** Supplied material follows **

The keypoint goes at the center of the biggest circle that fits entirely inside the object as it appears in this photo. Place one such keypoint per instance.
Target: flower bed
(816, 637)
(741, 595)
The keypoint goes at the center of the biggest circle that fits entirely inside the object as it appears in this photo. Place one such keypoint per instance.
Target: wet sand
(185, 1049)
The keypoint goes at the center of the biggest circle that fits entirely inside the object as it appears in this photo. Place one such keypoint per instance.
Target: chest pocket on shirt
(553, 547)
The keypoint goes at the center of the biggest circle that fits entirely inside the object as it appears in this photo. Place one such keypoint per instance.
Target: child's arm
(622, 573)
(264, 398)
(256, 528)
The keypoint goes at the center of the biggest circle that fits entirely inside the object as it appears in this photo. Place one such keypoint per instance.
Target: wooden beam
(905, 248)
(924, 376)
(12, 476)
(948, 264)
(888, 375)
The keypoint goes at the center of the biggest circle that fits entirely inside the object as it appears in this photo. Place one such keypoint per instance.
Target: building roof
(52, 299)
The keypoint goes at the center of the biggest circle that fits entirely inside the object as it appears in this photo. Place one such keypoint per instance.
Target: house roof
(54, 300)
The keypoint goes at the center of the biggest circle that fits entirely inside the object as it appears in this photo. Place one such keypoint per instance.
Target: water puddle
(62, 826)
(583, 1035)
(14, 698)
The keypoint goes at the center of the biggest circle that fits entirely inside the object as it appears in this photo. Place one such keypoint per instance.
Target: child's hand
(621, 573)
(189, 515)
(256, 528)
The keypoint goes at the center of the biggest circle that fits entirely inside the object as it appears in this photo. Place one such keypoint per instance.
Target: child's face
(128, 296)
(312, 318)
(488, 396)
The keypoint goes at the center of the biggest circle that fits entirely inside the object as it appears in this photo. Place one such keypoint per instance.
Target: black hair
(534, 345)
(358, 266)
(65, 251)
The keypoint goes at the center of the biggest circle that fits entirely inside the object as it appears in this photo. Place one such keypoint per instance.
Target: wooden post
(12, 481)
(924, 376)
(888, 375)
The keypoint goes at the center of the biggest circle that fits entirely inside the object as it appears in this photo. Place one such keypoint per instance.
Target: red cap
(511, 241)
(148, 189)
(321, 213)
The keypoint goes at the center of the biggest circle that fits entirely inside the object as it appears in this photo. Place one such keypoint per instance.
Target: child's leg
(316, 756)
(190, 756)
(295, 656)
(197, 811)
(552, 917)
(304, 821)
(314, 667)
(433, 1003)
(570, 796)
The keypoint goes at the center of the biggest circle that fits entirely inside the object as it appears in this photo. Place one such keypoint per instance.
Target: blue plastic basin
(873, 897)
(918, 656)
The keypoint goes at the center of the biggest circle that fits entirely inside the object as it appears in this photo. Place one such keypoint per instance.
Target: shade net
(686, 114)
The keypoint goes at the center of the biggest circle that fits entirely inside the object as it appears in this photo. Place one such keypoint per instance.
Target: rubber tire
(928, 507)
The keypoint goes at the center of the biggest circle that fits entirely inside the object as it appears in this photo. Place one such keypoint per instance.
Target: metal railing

** End of Supplied material **

## [Work required]
Please restate, exactly as written, the line that holds "Target: wooden post" and all remaining lines of the data above, and only those.

## [Result of this exercise]
Target: wooden post
(12, 481)
(924, 376)
(888, 375)
The keypoint goes at the center of the biggest circle that fits entirely inside the object as it appears in this photo. Place one such keypoint per instance.
Target: red cap
(511, 241)
(148, 189)
(321, 213)
The keypoint goes at the center of the biggest circle that fits entirely inside the object as it appears in this photo. Place one such keypoint per instance.
Target: child's leg
(316, 756)
(190, 756)
(295, 656)
(197, 811)
(552, 917)
(304, 821)
(314, 667)
(433, 1003)
(570, 796)
The keypoint goes at the center of the biggest circle that fits entirely inside the object as it appears in this photo. Place one such keypoint per instance.
Target: blue plastic basin
(873, 897)
(918, 656)
The keypoint goes at the center of the biggest circle that fits entirely inside the object as it appears in this photo. Place one such keypoint per instance.
Target: shade net
(686, 114)
The keypoint goes at the center of the biggest circle that fits entirely inside the object as it appears in this photo. Place one such keypoint per instance.
Target: rubber tire
(928, 507)
The keypoint goes at the center of the biggest circle that fits entirely inside the object as it appears in this photo. Place one such keypoint per instance.
Target: metal railing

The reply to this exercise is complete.